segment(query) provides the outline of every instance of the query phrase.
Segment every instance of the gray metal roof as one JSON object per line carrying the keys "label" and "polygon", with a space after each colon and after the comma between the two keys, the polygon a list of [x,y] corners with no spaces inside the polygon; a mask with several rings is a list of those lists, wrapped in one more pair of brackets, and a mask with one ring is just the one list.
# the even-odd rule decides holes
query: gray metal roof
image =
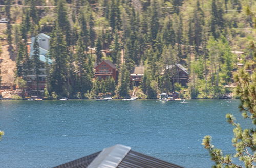
{"label": "gray metal roof", "polygon": [[[187,69],[183,67],[182,65],[181,65],[180,64],[177,64],[175,65],[175,66],[177,66],[180,69],[181,69],[182,71],[183,71],[186,74],[188,74],[188,72],[187,70]],[[166,66],[166,69],[172,69],[173,67],[175,66],[175,65],[168,65]]]}
{"label": "gray metal roof", "polygon": [[131,147],[117,144],[80,159],[60,165],[63,167],[182,167],[132,151]]}
{"label": "gray metal roof", "polygon": [[46,35],[44,33],[40,33],[38,35],[41,35],[41,36],[45,36],[45,37],[46,37],[48,39],[50,39],[51,38],[51,37],[50,37],[49,36],[48,36],[47,35]]}
{"label": "gray metal roof", "polygon": [[135,67],[132,74],[144,74],[145,71],[145,67],[137,66]]}
{"label": "gray metal roof", "polygon": [[109,64],[109,65],[110,66],[113,68],[115,68],[115,69],[116,68],[116,66],[113,63],[111,62],[110,61],[109,61],[109,60],[104,60],[103,61],[105,62],[108,64]]}

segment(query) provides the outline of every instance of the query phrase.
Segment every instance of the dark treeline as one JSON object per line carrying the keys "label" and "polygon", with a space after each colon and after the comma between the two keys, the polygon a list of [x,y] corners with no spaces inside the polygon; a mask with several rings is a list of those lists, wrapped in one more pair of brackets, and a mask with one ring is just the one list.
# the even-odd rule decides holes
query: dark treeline
{"label": "dark treeline", "polygon": [[[142,97],[176,91],[185,97],[218,98],[231,92],[224,86],[233,82],[237,60],[231,50],[249,51],[236,42],[245,40],[239,29],[253,27],[252,18],[241,10],[255,5],[246,0],[25,0],[30,7],[15,11],[11,2],[6,1],[5,12],[8,43],[16,46],[17,77],[26,80],[33,69],[37,78],[44,67],[45,96],[73,98],[131,94],[130,74],[139,65],[146,67]],[[57,7],[36,7],[46,5]],[[63,7],[69,5],[77,6]],[[12,26],[19,18],[20,25]],[[33,59],[28,54],[26,44],[41,33],[51,37],[52,64],[40,62],[36,43]],[[94,79],[94,65],[103,60],[116,64],[117,81]],[[173,79],[177,69],[166,69],[178,63],[188,70],[186,86]]]}

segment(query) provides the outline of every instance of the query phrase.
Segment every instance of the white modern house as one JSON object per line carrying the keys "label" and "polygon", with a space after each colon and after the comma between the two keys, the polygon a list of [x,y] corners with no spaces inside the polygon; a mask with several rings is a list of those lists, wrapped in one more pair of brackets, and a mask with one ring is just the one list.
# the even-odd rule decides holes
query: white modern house
{"label": "white modern house", "polygon": [[[52,60],[47,57],[50,50],[50,39],[51,37],[46,35],[44,33],[40,33],[37,35],[38,42],[40,49],[40,60],[44,63],[46,62],[48,59],[48,63],[51,64],[52,63]],[[31,44],[30,44],[30,52],[29,55],[32,58],[34,54],[34,43],[35,42],[35,37],[31,38]]]}
{"label": "white modern house", "polygon": [[[37,35],[37,38],[40,50],[40,61],[41,61],[43,64],[46,62],[48,62],[49,64],[52,64],[52,60],[50,59],[48,57],[50,49],[50,40],[51,39],[51,37],[44,33],[40,33]],[[31,43],[30,45],[30,50],[29,51],[29,57],[30,59],[32,59],[33,55],[34,54],[33,46],[35,42],[35,37],[32,37],[31,38]],[[40,68],[39,70],[40,73],[38,75],[39,80],[38,83],[38,89],[39,91],[41,93],[42,93],[44,92],[44,89],[46,85],[47,74],[46,73],[45,68]],[[35,92],[37,91],[37,87],[36,75],[35,75],[34,69],[30,69],[30,71],[31,74],[26,76],[27,81],[31,91],[32,92]]]}

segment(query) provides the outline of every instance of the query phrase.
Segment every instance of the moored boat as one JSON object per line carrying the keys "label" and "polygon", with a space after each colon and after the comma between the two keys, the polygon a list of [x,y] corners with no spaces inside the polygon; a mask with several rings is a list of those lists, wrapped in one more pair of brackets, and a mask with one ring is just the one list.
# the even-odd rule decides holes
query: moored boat
{"label": "moored boat", "polygon": [[40,98],[36,98],[34,100],[35,101],[41,101],[41,100],[42,100],[42,99],[40,99]]}
{"label": "moored boat", "polygon": [[62,100],[62,101],[65,101],[65,100],[68,100],[68,98],[67,97],[63,97],[62,99],[59,99],[59,100]]}
{"label": "moored boat", "polygon": [[112,98],[111,97],[106,97],[105,98],[101,98],[101,99],[96,99],[97,101],[110,101],[112,100]]}

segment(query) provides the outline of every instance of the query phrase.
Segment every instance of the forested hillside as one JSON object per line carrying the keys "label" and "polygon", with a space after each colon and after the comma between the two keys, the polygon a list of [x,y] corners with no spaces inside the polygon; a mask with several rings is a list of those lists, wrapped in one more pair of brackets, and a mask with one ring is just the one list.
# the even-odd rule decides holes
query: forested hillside
{"label": "forested hillside", "polygon": [[[17,81],[45,68],[45,96],[92,98],[132,94],[130,75],[145,67],[138,95],[155,98],[177,91],[185,98],[219,98],[232,91],[236,63],[252,58],[255,40],[252,0],[0,1],[5,34],[16,53]],[[49,64],[40,62],[37,43],[32,58],[32,37],[50,37]],[[231,51],[244,51],[238,56]],[[116,65],[118,79],[95,79],[94,66],[104,60]],[[177,68],[187,69],[189,80],[179,83]]]}

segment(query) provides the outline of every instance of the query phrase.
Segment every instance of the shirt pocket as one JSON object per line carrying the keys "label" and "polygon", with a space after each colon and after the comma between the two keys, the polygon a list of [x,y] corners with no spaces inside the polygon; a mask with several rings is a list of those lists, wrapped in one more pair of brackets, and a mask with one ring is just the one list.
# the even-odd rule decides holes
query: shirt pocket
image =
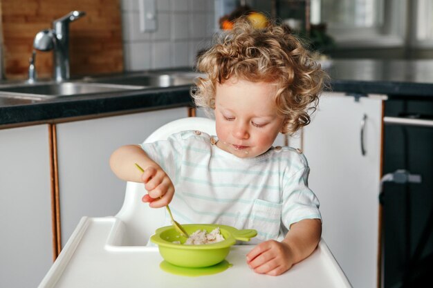
{"label": "shirt pocket", "polygon": [[256,229],[255,242],[276,240],[279,233],[282,204],[256,199],[251,210],[248,228]]}

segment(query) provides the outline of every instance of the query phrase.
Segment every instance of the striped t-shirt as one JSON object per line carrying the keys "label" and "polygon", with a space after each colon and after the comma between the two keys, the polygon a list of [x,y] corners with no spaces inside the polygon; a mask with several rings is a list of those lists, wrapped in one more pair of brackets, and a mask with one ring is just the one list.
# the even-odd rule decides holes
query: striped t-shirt
{"label": "striped t-shirt", "polygon": [[239,158],[218,148],[214,140],[216,136],[190,131],[141,144],[174,185],[170,209],[176,221],[254,229],[257,236],[249,242],[253,244],[281,240],[293,223],[321,219],[319,201],[308,187],[309,168],[303,154],[277,146]]}

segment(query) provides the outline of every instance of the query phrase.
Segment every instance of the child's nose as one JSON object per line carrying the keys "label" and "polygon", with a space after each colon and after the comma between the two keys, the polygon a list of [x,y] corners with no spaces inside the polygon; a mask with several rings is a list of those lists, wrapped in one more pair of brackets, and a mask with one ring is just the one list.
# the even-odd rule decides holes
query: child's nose
{"label": "child's nose", "polygon": [[246,125],[239,123],[233,130],[233,136],[237,139],[248,139],[250,137]]}

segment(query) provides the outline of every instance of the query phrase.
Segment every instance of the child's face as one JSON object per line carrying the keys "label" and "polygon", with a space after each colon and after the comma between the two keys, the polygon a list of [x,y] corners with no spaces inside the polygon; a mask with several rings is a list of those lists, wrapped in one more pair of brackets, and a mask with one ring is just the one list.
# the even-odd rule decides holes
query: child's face
{"label": "child's face", "polygon": [[266,152],[283,126],[273,100],[276,93],[273,84],[234,77],[217,84],[217,146],[242,158]]}

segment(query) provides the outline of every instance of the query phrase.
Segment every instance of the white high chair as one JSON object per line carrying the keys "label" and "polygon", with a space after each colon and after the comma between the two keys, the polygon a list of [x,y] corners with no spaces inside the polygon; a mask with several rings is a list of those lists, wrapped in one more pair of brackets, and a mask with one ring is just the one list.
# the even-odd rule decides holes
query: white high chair
{"label": "white high chair", "polygon": [[[199,117],[174,120],[156,130],[145,142],[166,140],[170,135],[185,130],[199,130],[216,135],[215,122]],[[127,227],[125,236],[127,238],[123,241],[131,246],[145,244],[155,230],[163,224],[165,209],[151,209],[142,202],[141,198],[145,193],[142,183],[128,182],[123,205],[115,216]]]}
{"label": "white high chair", "polygon": [[[216,134],[214,120],[190,117],[161,126],[145,142],[185,130]],[[145,193],[142,184],[127,182],[123,205],[115,216],[83,217],[39,288],[199,288],[203,280],[208,288],[283,287],[288,283],[297,287],[351,287],[323,240],[311,256],[278,277],[251,271],[245,260],[252,249],[250,245],[233,245],[226,258],[232,267],[203,276],[202,281],[165,272],[160,268],[163,258],[158,247],[146,245],[163,224],[165,209],[142,202]]]}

## [Work instructions]
Give every line of the listing above that contains the string "face", matching case exactly.

## [Full solution]
Segment every instance of the child's face as one JSON object per line carrying the keys "label" and "polygon", with a space after each colon and after the comma between the two keys, the polygon a list of [x,y] corners with no spaces inside the polygon; a mask with several rings is a list of those lists, wrapped in one more pair of brackets, and a mask with one ring is just the one list.
query: child's face
{"label": "child's face", "polygon": [[266,152],[283,126],[273,100],[276,93],[273,84],[234,77],[217,84],[217,146],[242,158]]}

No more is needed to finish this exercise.